### WHAT IS BEING ASKED:
Your reply should contain only the line with "Query: antenna on vehicle" and the lines after it through the end of the data, each written out exactly.

### GIVEN RECORDS:
[Start of section]

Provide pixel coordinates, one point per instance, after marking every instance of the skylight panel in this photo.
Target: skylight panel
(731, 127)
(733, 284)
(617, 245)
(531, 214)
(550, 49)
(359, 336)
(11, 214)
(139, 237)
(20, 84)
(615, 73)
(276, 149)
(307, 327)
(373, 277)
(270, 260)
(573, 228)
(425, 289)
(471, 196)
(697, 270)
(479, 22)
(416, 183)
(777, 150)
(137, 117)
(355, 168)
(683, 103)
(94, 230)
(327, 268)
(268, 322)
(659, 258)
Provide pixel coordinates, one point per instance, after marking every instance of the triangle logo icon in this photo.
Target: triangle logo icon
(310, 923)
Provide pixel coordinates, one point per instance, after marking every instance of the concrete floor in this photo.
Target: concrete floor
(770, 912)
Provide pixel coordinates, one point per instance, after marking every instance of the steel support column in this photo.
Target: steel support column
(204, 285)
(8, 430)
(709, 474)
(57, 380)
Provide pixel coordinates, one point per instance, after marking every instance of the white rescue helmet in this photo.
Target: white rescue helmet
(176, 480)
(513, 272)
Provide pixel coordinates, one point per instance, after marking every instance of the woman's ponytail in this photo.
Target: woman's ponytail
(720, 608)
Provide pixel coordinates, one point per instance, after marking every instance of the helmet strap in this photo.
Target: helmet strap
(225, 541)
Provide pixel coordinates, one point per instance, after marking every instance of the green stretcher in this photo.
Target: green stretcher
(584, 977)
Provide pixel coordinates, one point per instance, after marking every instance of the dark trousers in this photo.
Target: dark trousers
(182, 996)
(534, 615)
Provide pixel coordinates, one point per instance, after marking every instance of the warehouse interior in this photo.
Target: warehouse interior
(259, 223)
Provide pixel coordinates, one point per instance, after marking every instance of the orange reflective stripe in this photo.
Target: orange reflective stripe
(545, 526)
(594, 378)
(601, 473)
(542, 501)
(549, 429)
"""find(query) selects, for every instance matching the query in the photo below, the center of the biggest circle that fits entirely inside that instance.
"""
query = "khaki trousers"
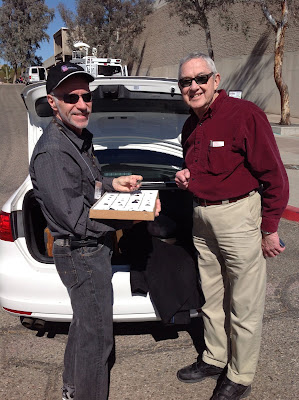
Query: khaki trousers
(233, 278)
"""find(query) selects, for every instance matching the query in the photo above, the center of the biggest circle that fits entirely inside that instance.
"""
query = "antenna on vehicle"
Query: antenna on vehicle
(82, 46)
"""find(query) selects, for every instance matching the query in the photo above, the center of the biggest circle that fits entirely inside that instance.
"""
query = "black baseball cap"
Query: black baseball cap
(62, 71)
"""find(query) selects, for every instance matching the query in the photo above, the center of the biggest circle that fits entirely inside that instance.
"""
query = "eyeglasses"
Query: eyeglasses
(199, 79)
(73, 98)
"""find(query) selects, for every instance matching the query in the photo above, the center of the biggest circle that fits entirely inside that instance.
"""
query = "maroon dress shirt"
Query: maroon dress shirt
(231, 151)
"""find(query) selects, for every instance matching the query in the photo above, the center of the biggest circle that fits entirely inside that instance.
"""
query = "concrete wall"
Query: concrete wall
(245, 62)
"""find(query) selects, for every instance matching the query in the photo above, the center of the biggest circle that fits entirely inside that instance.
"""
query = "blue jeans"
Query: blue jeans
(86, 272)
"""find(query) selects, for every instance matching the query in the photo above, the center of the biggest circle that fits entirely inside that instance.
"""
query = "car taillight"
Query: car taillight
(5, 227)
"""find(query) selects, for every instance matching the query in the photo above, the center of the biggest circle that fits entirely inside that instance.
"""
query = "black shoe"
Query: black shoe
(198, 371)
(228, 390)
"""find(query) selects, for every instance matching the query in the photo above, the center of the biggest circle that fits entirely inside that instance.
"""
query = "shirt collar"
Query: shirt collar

[End of section]

### RESULT OF THIS EXERCISE:
Query: antenna on vehicle
(82, 46)
"""find(query) selects, for every instance matching the query in the photo above, the center of the biggest circle that fits entirely inside that instance.
"""
query = "black baseball cap"
Query: black baseball cap
(62, 71)
"""find(query) selects, for every instance matching the query in the photo above, the center of the biggest circle that fits entirely inside that instance.
"""
query = "eyeglasses"
Query: eyeglasses
(199, 79)
(73, 98)
"""find(query) selects, for every instance matching the query in the photo above, the center of the biggest circle that fits entirely inside that instance.
"""
query = "maroon dress shirt"
Query: maroon dress shirt
(231, 151)
"""find(query) selects, for every instance matching the query in the photo above, the center of the biggest circle that fits entirely inside that instance.
"""
query = "concrete wall"
Query: concrete wall
(245, 62)
"""find(query) selects, for every instance matching the query in the photo above, the center of the biggest circle that fits entirely inside that instance.
"""
query = "blue jeans"
Query: blue jeans
(86, 272)
"""find(query) selects, for every instance matching the query in the photo above, the center of the biggest circle that fits entirely inside that instance.
"""
query = "car taillight"
Query: car taillight
(5, 227)
"""find(query) selects, for every instance matching the query in the photo above, the center of the biggest circle that fits entirely inside that instance.
"""
query = "black shoe"
Query: black shoe
(198, 371)
(228, 390)
"""find(query) selects, for every instance matching the query in the photo above, the center of the biggest circle that fits entirely inside that instance.
"""
query = "shirt collar"
Query: shirt collar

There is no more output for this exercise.